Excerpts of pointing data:
------------------------------------------------------------------------
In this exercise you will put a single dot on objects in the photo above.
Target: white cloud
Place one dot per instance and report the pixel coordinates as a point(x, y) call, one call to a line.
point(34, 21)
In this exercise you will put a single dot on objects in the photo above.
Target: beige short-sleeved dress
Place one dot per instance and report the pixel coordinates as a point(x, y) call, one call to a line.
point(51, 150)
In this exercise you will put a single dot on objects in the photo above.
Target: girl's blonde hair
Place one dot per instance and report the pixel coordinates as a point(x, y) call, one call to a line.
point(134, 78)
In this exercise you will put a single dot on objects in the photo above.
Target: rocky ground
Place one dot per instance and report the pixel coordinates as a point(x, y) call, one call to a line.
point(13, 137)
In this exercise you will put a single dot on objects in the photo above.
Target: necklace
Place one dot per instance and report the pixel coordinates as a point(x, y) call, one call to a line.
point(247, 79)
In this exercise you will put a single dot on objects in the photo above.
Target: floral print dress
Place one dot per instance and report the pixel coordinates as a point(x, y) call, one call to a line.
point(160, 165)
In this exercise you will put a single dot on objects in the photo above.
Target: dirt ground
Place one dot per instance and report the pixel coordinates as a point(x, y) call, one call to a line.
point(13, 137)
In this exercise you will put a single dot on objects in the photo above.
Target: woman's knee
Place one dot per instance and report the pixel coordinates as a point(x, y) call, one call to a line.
------------------------------------------------------------------------
JOB: Which lines above contain the string "dress"? Pull out each of them, matching case exactly.

FULL RESPONSE:
Target: beige short-sleeved dress
Target: floral print dress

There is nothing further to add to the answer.